* PAGE EXCERPT *
━━━━━━━━

Update: Illinois said Monday it will extend public funding for day cares and child care centers even if attendance drops or if closures occur. Read more in our live blog.
After closing K-12 schools, Illinois Gov. J.B. Pritzker has ordered restaurants and bars to close from Monday evening.
But so far, he’s leaving open state-funded day care and child care. Officials say that’s because first responders, nurses and hospital workers, and other emergency personnel need childcare so they can go to work.
But center directors say they are in a predicament. To stay safe from the highly contagious new coronavirus, they need basic supplies like bleach and sanitation wipes that now are hard to find. Many of them care for children of health care workers, cleaning crews, restaurant and personal-care workers — all potentially encountering the virus in their jobs.
Providers also want reassurance that the state will extend their funding even if they stay open and attendance drops, stressing the precarious situation of running an early learning business amid broad shifts in funding in Chicago.
“Nobody is mentioning us,” said Beata Skorusa, the founder and principal of the Montessori Foundation of Chicago, a center in the McKinley Park neighborhood on the city’s South Side. Meanwhile, she said, providers are borrowing basic cleaning supplies from each other since items have flown off shelves, and Amazon has delayed previously scheduled deliveries of some such items.
On Monday, nearly 150 providers across the state plan to deliver a letter to officials calling for funding extensions and other supports.
“Since the early childhood education and care industry is made up of mostly small to mid-size non-for-profit organizations and privately owned businesses, some of us are already beginning to feel the social and financial impact of the coronavirus,” the letter to the governor, mayor, and several other city and state officials reads. “In order to remain proactive, we are appealing to you, our government officials, to help ensure the health and safety of the children and families of Illinois and the solvency of the early childhood education and care industry during this crisis.”

━━━━━━━━

* PROVIDED MATERIAL *

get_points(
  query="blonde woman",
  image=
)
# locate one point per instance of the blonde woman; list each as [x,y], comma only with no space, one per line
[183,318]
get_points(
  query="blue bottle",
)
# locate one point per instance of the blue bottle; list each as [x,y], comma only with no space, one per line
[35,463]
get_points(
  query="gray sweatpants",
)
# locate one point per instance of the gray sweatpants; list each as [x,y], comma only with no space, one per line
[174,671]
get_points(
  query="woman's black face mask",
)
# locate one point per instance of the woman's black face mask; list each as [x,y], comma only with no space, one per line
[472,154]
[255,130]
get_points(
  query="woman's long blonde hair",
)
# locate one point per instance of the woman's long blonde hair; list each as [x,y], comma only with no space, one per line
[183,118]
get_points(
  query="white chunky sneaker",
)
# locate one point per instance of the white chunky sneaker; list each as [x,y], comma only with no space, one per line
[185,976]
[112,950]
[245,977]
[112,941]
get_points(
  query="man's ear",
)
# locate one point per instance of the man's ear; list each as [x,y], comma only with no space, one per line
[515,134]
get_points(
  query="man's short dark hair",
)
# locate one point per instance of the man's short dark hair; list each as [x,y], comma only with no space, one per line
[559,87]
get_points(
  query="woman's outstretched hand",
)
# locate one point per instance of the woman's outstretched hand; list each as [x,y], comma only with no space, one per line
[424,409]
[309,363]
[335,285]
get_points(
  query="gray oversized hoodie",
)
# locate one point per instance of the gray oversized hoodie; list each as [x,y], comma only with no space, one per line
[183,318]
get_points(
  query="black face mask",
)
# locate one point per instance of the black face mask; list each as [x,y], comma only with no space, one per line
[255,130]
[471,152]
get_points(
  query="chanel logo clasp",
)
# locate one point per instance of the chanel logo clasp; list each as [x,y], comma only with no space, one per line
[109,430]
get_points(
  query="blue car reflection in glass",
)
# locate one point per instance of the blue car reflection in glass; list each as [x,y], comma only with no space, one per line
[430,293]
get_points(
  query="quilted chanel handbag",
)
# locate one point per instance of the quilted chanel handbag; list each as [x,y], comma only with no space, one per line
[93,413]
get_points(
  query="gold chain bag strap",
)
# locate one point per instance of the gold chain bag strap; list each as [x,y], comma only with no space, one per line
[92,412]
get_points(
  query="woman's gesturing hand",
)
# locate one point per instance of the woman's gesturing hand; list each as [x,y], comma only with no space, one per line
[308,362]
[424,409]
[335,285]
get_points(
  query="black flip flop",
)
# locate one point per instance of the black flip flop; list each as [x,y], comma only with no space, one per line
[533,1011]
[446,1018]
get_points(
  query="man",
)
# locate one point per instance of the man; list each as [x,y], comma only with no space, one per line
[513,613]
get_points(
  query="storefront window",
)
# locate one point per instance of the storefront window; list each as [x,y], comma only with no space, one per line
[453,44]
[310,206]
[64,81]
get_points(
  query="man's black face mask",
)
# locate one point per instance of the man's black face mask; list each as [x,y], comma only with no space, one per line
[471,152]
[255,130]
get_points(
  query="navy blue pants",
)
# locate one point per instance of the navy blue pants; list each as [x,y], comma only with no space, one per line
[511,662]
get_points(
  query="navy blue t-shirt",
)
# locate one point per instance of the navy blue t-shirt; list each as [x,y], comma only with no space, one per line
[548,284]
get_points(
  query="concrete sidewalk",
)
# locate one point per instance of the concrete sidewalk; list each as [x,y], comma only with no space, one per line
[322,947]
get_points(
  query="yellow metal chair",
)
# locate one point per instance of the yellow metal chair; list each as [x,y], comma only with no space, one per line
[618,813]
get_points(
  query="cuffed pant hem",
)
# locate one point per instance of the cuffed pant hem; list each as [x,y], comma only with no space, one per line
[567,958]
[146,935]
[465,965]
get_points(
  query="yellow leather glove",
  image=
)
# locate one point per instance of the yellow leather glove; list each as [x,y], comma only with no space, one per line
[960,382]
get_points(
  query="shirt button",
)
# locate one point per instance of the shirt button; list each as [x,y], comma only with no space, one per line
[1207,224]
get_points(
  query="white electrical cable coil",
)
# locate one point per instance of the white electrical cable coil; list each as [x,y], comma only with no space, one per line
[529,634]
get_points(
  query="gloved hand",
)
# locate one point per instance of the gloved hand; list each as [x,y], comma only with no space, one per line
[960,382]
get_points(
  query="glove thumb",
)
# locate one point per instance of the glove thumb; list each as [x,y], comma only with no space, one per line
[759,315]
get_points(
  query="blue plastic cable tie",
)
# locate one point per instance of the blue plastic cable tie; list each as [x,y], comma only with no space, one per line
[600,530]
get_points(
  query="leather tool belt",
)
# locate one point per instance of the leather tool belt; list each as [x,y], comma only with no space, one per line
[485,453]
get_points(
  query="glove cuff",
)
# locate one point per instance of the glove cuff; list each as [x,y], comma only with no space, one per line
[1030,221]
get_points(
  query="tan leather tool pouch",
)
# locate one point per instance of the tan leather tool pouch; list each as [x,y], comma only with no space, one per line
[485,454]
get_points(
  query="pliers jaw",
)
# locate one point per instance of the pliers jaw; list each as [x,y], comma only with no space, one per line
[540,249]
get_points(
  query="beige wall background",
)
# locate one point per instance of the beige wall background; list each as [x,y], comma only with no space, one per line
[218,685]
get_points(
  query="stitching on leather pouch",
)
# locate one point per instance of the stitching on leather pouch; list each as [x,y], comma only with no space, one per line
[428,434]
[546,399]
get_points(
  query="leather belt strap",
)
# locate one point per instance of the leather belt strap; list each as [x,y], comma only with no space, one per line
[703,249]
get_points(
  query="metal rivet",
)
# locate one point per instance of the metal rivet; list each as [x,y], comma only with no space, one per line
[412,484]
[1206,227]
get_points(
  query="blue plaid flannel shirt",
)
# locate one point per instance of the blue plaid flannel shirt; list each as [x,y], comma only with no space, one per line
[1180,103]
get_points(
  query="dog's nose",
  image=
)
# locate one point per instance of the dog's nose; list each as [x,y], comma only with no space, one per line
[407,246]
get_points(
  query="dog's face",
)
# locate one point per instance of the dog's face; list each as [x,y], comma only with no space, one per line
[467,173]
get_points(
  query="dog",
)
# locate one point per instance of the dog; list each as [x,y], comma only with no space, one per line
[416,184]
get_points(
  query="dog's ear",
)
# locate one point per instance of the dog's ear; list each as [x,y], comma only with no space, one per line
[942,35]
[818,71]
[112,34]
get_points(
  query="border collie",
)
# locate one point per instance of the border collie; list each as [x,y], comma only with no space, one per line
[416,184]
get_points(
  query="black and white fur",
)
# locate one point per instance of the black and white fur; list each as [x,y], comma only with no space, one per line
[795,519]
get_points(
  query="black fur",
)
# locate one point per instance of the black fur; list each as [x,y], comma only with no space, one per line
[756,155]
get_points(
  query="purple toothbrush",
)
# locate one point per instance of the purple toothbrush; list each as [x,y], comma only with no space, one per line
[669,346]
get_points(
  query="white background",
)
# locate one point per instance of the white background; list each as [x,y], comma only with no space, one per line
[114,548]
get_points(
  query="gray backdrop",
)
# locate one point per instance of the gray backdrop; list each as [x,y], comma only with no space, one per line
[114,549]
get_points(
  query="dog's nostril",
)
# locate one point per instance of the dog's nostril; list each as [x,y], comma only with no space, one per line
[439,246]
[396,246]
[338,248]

━━━━━━━━

* PROBLEM DETAILS *
Continue the article on Illinois child care centers during the coronavirus closures from its final sentence. These items have no connection to the text.

* WRITTEN ANSWER *
The government isn’t providing enough information to make informed decisions, said Dana Garner, the director of the Chicago Commission of Site Administered Child Care Programs.
“It’s showing we are the foundation of the workforce,” Garner said of her member organizations. “But we need some clarity on some key issues so we can make informed decisions about whether we can stay open, or not.”
It also spotlights the tough position for officials who are balancing the need for tighter quarantines against keeping basic services open so that essential personnel can go to work.
The decision whether to stay open or not is excruciating, Skorusa said. “I have parents who are both police and they work the same shift. I have one who works at a nursing home, and the only person who can watch (the children) is grandma.” The possibility of endangering an older family member who would be most at risk of serious complications to COVID-19 weighs on her. So do other choices families might feel forced to make if day cares close and the only other option is one of the 18 open park district centers for emergency child care — a setting that is not ideal for a preschooler.
But it’s tough to balance the urge to protect staff with the strain of paying them if the state cuts funding. “How can I pay them and pay my mortgage?” Skorusa asked.